MUMBAI (NewsRise) -- Cipla reported a surprise decline in second-quarter net profit and warned that the drug maker is likely to face "multiple headwinds" that could hurt its financial performance in the next six months.
Consolidated net income for the three months ended in September fell almost 11% to 3.77 billion rupees ($52 million), compared with 4.23 billion rupees a year earlier, the company said in a statement on Monday. Analysts were expecting a net income of 4.56 billion rupees, according to Refinitiv data.
Revenue fell 1% to 39.48 billion rupees. Sales in India, which accounts for about 42% of Cipla's revenue, remained unchanged, while that in South Africa slumped 25%. North America reported a 12% rise in sales, aided by new launches.
"As we enter the second half of this fiscal, multiple headwinds are likely to impact our reported performance," Umang Vohra, managing director and chief executive of Cipla, said in the statement. "We are focusing on positioning our businesses for long term growth."
The weak performance and warning rattled investors, pushing Cipla shares down by as much as 8.3% in Mumbai trading. The shares later pared their losses to close down 7.3%, while the benchmark BSE Sensex lost 0.2%.
The company is facing challenges from the "sanctions" which will impact certain parts of its business, Cipla said in an investor presentation without elaborating. Most Indian drug makers are grappling with regulatory challenges in the U.S. amid quality issues.

Input data |
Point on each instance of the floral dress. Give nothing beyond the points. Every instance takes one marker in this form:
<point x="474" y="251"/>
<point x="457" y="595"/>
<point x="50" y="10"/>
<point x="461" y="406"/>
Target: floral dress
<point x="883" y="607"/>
---
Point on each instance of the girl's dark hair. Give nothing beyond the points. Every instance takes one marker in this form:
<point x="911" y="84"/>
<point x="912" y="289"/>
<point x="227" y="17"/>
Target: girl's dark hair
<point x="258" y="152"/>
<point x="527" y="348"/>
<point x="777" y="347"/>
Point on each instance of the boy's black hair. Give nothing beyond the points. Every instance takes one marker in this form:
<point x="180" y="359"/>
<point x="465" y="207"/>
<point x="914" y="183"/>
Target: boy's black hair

What the task asks | Return the part of the Cipla earnings report that begins at the words "Consolidated net income" and stops after "by new launches.", copied with no changes. The items have nothing to do with the Cipla earnings report.

Result for this exercise |
Consolidated net income for the three months ended in September fell almost 11% to 3.77 billion rupees ($52 million), compared with 4.23 billion rupees a year earlier, the company said in a statement on Monday. Analysts were expecting a net income of 4.56 billion rupees, according to Refinitiv data.
Revenue fell 1% to 39.48 billion rupees. Sales in India, which accounts for about 42% of Cipla's revenue, remained unchanged, while that in South Africa slumped 25%. North America reported a 12% rise in sales, aided by new launches.